* What you will do
Rewrite all of the data below, changing "outline" to "border" and keeping everything else the same. Leave the pictures out of your answer.

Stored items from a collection

□ □ □ □ □ □ □

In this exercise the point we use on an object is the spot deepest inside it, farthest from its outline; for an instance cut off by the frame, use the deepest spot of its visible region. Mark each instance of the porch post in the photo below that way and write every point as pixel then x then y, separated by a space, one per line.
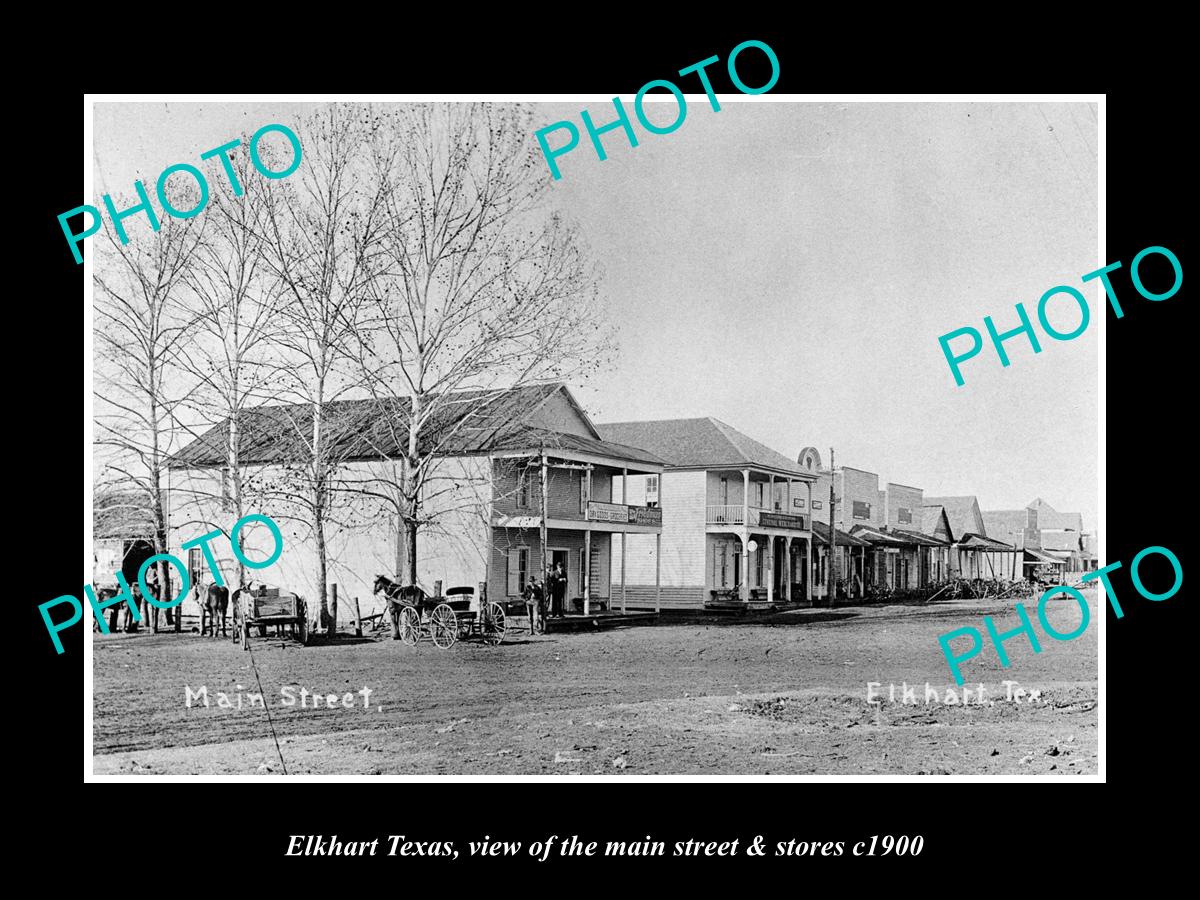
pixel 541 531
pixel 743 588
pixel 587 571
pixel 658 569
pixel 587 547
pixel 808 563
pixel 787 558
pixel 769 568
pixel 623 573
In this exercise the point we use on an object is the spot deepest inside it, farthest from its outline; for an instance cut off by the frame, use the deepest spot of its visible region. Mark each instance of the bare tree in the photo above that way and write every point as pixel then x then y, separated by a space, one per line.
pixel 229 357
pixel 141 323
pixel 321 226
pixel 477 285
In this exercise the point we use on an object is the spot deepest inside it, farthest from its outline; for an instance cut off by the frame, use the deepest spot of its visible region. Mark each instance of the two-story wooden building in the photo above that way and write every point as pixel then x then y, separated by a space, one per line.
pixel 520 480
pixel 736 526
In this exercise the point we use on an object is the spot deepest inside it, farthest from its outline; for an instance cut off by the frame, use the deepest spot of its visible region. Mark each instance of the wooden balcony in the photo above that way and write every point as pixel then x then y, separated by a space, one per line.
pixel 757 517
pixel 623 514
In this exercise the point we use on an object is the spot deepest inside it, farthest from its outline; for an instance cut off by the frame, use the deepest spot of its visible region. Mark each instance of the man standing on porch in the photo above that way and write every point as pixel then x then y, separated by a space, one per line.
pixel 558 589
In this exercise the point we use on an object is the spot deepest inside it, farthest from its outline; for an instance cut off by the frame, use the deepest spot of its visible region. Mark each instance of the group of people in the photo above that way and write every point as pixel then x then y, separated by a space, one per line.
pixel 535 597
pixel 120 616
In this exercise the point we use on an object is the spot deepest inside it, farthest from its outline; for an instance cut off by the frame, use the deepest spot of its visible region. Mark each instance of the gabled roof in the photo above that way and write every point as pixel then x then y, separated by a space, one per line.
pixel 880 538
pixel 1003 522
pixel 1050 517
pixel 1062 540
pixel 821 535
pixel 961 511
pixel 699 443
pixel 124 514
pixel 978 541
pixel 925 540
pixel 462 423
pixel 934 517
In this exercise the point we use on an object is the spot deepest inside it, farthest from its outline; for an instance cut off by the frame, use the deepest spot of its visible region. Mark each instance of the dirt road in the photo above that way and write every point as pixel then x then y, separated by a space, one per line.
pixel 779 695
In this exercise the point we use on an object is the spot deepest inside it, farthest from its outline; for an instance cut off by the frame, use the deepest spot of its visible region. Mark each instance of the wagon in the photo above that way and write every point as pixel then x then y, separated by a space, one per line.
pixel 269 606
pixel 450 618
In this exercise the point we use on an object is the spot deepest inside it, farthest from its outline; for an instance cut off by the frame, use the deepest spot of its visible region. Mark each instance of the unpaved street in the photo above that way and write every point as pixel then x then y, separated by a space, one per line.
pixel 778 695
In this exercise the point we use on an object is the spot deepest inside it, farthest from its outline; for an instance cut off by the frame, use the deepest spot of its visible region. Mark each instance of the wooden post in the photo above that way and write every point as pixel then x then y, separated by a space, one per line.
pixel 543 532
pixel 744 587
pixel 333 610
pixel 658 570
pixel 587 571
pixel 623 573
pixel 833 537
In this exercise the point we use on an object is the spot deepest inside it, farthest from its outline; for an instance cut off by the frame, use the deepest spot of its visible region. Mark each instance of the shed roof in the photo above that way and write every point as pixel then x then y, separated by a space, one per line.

□ □ □ □ □ □ □

* Exercise answer
In this exercise the point we use on an object is the spot deepest inside it, farthest from its border; for an instance cut off by the frame, use the deepest spot of its visible region. Mark each instance of the porch post in the photo below that way and write every point as pixel then x then y, separated by a space, one per line.
pixel 541 531
pixel 743 588
pixel 587 571
pixel 658 569
pixel 587 547
pixel 808 563
pixel 787 558
pixel 769 568
pixel 623 573
In this exercise the point we use on an object is the spot deepest inside it, farthest from its border; for an instance cut off by the frame, use the deepest spot of its visible region. Mark each instance of the bare tree in the photo above that way and write every point as pixel then x then y, separated by a space, one per line.
pixel 229 357
pixel 141 323
pixel 321 226
pixel 477 285
In this exercise the point we use on an object is the spot deepest inside it, farthest from its border; for an instance cut off by the frame, use the deepest spot of its visible region. Mark each instance of the two-story wooden building in the photo above that way and write every point as pixel then x then y, separated by a space, one per line.
pixel 520 480
pixel 736 526
In this exercise the point we use on an object is the spot deepest inside it, farthest from its border; for an instance cut off by the frame, use the deepest spot of its visible region. Mark each instance of the wooden balcony in the photo above that way and write every point as pixel then x then y, separated by a space, one per line.
pixel 757 517
pixel 623 514
In this exercise the point we use on an object is the spot deepest inside it, farthest from its border; for an instance cut off by the frame, use the deepest spot of its visible region. Mark each instance of the man standing on porch in the photo above that way and write every point as pixel then x then y, separated by a space, one per line.
pixel 558 589
In this exercise the point we use on an object is the spot deepest inside it, farthest from its border; for an instance cut off by the frame, use the deepest spot of its visible region. Mark each instance of the group of people in the photo above that way and write every point as pixel then x then y, separated by a space, one per line.
pixel 535 597
pixel 120 616
In this exercise the point we use on an object is the spot deepest inside it, farthest from its border; for an instance cut off by the frame, use the deepest spot of its visible region. Mark each instance of the gabled roof in the photo above that way and write every point as pixel then x then y, separated by a space, one per line.
pixel 880 538
pixel 1003 522
pixel 1050 517
pixel 1062 540
pixel 821 535
pixel 961 511
pixel 699 443
pixel 124 514
pixel 978 541
pixel 925 540
pixel 462 423
pixel 934 517
In this exercise the point we use on an object is the spot deepest inside it, farthest from its border; for an instance cut off by the frame, use the deepest spot of its visible region. Mark each instance of the dirt road in the photo above that way and write every point as pixel then x then y, separated by a space, one per line.
pixel 779 695
In this exercise the point we use on an object is the spot deepest inside it, farthest from its border; for an instance cut off by the frame, use the deepest spot of its visible region. Mark each instance of the wagon in the photo above that way and write every point as pixel then x then y, separated by a space, one per line.
pixel 269 606
pixel 450 618
In this exercise the point we use on an object is the spot deepest inside it, farthest from its border; for an instance cut off by the frame, use the deepest spot of its visible region. Mark each instance of the unpaved street in the photo above that way and write every point as pixel then x then y, separated by a space, one per line.
pixel 778 695
In this exercise the point we use on an object is the spot deepest inside it, farthest from its border; for an instance cut off by the frame, use the deepest spot of its visible region. Mark each instance of the wooden post in the photo above that way and write every point as pixel then x then y, separated by a space, one per line.
pixel 543 532
pixel 744 587
pixel 333 610
pixel 658 570
pixel 587 571
pixel 623 573
pixel 833 537
In this exercise the point we use on an object is the spot deepest inside it, farthest from its border; for an instance cut off by the frame, use the deepest spot of its visible region. Mark each instance of the shed roof in the photo above that way and write every point as pixel then x then y, separated by a space, one per line.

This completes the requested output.